* _BRIEF A_:
Which stages does the text on spikes and prototypes below list when it describes a spike as the scientific method applied to a build risk?
* _BRIEF B_:
Reproduce the passage of the spikes and prototypes text below starting at "How? You frame" and ending at "the risky part.".
* _BRIEF C_:
Rewrite the paragraph of the spikes and prototypes text below that opens with "How? You frame the spike" as a short bulleted list that keeps its main facts.

* _READING TEXT_:
Middle

What? Spikes and prototypes are time-boxed exploratory builds that exchange a fixed amount of effort for reduced uncertainty about a design. The spike (an XP technique) answers a single technical question with throwaway code; prototyping comes in two flavours — throwaway and evolutionary — and choosing the wrong one is how teams ship experiments to production by accident.

How? You frame the spike as a research task with an explicit acceptance question and a time box, run it to get evidence, write a one-page conclusion, and feed a real decision back to the team. You learn to recognise the steel-thread / tracer-bullet techniques as the evolutionary cousins of the throwaway spike, and to keep the two mentally separated.

1. The spike as a controlled experiment¶

At its core, a spike is the scientific method applied to a build risk:

Hypothesis — "I believe library X can do Y at acceptable cost."
Time box — "I'll find out in ≤ 4 hours."
Experiment — the smallest code that exercises the risky part.
Observation — does it work? How well? What broke?

* _PROVIDED INFORMATION_:

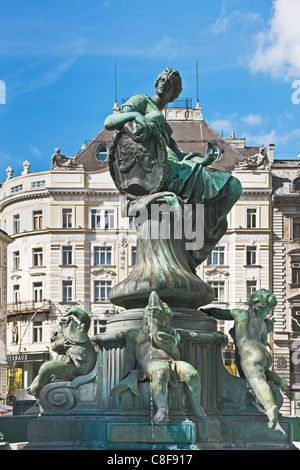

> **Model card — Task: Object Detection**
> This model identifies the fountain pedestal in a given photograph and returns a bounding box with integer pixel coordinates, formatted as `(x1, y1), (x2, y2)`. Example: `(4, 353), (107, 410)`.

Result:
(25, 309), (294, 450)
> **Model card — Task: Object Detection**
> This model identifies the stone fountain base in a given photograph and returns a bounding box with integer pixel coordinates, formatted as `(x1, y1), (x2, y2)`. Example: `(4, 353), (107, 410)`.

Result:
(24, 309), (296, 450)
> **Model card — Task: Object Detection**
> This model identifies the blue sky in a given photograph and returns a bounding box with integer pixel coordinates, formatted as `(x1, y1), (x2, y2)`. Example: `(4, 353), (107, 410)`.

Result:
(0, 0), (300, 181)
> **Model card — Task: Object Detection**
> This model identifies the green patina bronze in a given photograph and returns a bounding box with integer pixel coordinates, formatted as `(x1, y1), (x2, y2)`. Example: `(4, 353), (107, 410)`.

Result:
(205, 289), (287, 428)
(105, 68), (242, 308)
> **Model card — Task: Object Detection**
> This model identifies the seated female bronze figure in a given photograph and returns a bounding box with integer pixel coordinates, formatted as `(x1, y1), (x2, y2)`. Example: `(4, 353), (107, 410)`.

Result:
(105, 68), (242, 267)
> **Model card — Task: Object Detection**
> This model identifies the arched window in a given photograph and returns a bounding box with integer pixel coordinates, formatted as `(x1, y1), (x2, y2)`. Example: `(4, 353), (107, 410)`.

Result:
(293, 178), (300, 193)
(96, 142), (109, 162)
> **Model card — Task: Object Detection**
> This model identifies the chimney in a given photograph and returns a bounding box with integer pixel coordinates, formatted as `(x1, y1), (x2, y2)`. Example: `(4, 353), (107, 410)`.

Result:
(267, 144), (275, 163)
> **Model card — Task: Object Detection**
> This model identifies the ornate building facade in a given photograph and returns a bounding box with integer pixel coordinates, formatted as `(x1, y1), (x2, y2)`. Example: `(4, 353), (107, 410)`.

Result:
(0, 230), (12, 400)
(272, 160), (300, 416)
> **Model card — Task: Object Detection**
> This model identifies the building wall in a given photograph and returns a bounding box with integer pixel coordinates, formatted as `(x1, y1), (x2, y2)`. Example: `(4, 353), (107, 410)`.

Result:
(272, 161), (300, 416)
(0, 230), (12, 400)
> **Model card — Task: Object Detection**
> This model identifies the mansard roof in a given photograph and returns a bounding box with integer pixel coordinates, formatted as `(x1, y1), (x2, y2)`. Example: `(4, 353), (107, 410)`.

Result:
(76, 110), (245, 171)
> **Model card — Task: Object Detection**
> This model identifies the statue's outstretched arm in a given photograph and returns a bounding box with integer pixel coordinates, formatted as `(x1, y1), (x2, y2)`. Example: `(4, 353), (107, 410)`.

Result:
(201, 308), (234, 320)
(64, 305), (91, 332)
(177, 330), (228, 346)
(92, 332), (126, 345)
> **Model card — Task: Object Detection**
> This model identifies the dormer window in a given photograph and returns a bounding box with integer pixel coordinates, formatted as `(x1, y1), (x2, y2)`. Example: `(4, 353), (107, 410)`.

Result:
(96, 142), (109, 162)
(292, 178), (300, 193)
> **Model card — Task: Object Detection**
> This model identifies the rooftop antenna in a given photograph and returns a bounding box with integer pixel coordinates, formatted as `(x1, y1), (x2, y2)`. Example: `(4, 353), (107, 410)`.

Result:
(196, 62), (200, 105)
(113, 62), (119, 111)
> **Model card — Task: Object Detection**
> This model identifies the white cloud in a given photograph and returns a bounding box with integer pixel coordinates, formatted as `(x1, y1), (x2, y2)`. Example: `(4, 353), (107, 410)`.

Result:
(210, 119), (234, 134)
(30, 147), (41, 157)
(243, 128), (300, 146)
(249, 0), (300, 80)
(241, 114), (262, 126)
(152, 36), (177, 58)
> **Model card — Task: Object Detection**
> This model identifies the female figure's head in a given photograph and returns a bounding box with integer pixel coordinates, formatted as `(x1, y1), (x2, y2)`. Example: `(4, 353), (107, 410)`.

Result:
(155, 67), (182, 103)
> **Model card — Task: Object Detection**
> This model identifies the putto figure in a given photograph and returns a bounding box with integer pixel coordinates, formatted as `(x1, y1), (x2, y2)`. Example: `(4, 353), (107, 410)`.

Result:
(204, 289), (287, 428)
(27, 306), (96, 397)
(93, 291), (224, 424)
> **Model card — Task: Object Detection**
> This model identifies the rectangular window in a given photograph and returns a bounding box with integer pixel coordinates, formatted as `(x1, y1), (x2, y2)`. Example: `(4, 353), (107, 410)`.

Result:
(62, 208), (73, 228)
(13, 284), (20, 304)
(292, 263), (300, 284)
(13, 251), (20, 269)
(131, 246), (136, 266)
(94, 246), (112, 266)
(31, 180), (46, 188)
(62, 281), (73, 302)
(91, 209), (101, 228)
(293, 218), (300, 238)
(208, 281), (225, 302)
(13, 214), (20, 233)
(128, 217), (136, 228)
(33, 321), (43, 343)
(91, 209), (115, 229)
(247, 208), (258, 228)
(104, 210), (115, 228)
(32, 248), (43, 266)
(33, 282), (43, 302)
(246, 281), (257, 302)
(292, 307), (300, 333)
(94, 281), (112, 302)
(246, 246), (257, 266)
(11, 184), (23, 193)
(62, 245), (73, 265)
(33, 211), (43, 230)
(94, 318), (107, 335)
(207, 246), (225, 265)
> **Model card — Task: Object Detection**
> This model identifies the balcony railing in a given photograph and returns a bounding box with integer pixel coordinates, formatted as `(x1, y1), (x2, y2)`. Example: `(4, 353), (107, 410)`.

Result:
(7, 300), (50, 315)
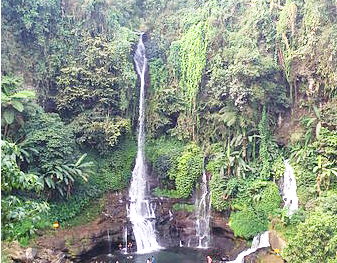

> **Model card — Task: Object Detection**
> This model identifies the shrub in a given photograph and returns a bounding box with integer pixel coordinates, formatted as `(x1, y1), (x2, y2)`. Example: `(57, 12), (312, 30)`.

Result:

* _COMPLETE OUTPUT A_:
Hypothesis, Time box, Experiment, Observation

* _COMPLETE OUTPUT B_:
How? You frame the spike as a research task with an explicit acceptance question and a time box, run it to get evidence, write a one-page conclusion, and feed a real decision back to the team. You learn to recognise the steel-thread / tracer-bullet techniques as the evolutionary cousins of the throwaway spike, and to keep the two mentally separated.

1. The spike as a controlled experiment¶

At its core, a spike is the scientific method applied to a build risk:

Hypothesis — "I believe library X can do Y at acceptable cost."
Time box — "I'll find out in ≤ 4 hours."
Experiment — the smallest code that exercises the risky part.

* _COMPLETE OUTPUT C_:
- Frame the spike as a research task with an explicit acceptance question and a time box.
- Run it to gather evidence.
- Write a one-page conclusion.
- Feed a real decision back to the team.
- Recognize the steel-thread / tracer-bullet techniques as the evolutionary cousins of the throwaway spike, and keep the two mentally separated.